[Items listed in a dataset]
════════════════

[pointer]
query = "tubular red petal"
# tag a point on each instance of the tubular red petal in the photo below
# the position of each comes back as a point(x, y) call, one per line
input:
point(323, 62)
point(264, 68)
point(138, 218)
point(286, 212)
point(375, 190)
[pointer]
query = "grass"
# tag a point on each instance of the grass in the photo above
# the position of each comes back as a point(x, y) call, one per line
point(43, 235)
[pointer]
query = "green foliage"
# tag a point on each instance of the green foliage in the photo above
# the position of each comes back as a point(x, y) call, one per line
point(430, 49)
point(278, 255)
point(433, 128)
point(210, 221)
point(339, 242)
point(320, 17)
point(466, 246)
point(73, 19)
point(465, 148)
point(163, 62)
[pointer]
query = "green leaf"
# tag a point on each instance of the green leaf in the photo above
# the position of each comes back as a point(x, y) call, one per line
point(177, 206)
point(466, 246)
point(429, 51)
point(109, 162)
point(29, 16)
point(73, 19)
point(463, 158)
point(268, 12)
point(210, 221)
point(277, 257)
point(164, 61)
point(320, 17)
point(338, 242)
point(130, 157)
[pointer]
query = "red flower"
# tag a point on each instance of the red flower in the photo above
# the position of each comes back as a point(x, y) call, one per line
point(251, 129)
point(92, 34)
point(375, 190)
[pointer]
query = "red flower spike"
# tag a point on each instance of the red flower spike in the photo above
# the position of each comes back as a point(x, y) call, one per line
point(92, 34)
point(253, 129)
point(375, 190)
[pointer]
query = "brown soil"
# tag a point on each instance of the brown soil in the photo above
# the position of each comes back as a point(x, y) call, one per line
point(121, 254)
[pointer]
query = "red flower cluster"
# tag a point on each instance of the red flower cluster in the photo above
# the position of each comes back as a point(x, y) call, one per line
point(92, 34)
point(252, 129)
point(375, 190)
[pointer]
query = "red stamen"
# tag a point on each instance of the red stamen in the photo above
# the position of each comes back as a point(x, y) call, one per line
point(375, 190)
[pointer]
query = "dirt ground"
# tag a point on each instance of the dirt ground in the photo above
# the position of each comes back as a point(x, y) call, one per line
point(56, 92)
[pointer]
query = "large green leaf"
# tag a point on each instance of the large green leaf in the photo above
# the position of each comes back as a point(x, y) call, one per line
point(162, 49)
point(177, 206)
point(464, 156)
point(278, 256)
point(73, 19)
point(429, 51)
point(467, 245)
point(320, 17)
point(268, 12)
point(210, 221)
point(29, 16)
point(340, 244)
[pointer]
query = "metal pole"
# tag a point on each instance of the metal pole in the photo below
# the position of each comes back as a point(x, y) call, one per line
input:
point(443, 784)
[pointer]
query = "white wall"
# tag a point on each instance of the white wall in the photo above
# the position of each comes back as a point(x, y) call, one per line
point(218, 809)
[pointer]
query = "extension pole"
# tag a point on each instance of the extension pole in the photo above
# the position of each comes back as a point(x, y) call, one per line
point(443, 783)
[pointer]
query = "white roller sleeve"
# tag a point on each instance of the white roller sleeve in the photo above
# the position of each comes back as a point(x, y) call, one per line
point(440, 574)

════════════════

_Aim:_ Recopy the entries above in their entirety, exactly.

_Answer to this task:_
[pointer]
query = "tubular red petal"
# tag a point on each instance of the tubular red petal in the photo below
# the position of each comes back as a point(x, y) call, one per line
input:
point(323, 62)
point(264, 68)
point(138, 218)
point(286, 212)
point(375, 190)
[pointer]
query = "grass"
# tag a point on each instance of the grass in the photo above
# the position of each comes back as a point(x, y) call, one per line
point(43, 235)
[pointer]
query = "green foliage"
# tag a point on each instance of the green foliage in the photo above
# the position of each comes back as a point(x, y) call, one per line
point(430, 49)
point(278, 255)
point(433, 128)
point(210, 221)
point(339, 242)
point(320, 17)
point(466, 246)
point(73, 19)
point(465, 148)
point(163, 62)
[pointer]
query = "green leaf"
# tag a point on each instance of the green leaf in the photo above
# the position of each comes back as a point(x, y) call, one per line
point(177, 206)
point(466, 246)
point(429, 51)
point(109, 162)
point(29, 16)
point(73, 19)
point(463, 158)
point(268, 12)
point(210, 221)
point(277, 257)
point(164, 61)
point(320, 17)
point(338, 242)
point(130, 157)
[pointer]
query = "red flower"
# tag a point on each instance of the red flower in the photo above
# the position of each comes back as a point(x, y) call, one per line
point(251, 129)
point(92, 34)
point(375, 190)
[pointer]
query = "red flower spike"
# tag a point on each instance of the red flower spike in the photo above
# the position of each comes back as a point(x, y) call, one per line
point(92, 34)
point(253, 129)
point(375, 190)
[pointer]
query = "brown soil"
# tag a point on each instance of the brown soil in the photo above
# the position of each comes back as a point(x, y) call, one per line
point(121, 254)
[pointer]
query = "red flower cluster"
# tag a point on each instance of the red flower cluster in the photo above
# the position of each comes back as a point(x, y) call, one per line
point(92, 34)
point(252, 129)
point(375, 190)
[pointer]
query = "red stamen"
# tag a point on each instance of the red stamen in the photo above
# the position of each comes back as a point(x, y) call, one per line
point(375, 190)
[pointer]
query = "dirt ground"
# tag a point on each instance of the dirt ground in the photo above
# the position of each comes back as a point(x, y) call, one per line
point(56, 92)
[pointer]
query = "large green leaf"
# tag a point on each instance of the large green leaf in the photo above
# the position of each comes back as a point(x, y) call, one per line
point(162, 49)
point(177, 206)
point(464, 156)
point(278, 256)
point(73, 19)
point(429, 51)
point(467, 245)
point(320, 17)
point(268, 12)
point(210, 221)
point(29, 16)
point(340, 244)
[pointer]
query = "metal pole"
# tag a point on each instance of the metal pole in the photo below
# the position of each comes back as a point(x, y) call, one per line
input:
point(443, 784)
[pointer]
query = "white wall"
# tag a point on each instance of the white wall in the photo above
# the position of each comes back as a point(x, y) call, one per line
point(218, 809)
[pointer]
query = "extension pole"
# tag a point on each instance of the extension pole in the photo above
# the position of each comes back as a point(x, y) call, one per line
point(443, 783)
[pointer]
query = "white roller sleeve"
# tag a point on each instance of the white roller sleeve in the photo above
# the position of each comes back as a point(x, y) call, one per line
point(440, 574)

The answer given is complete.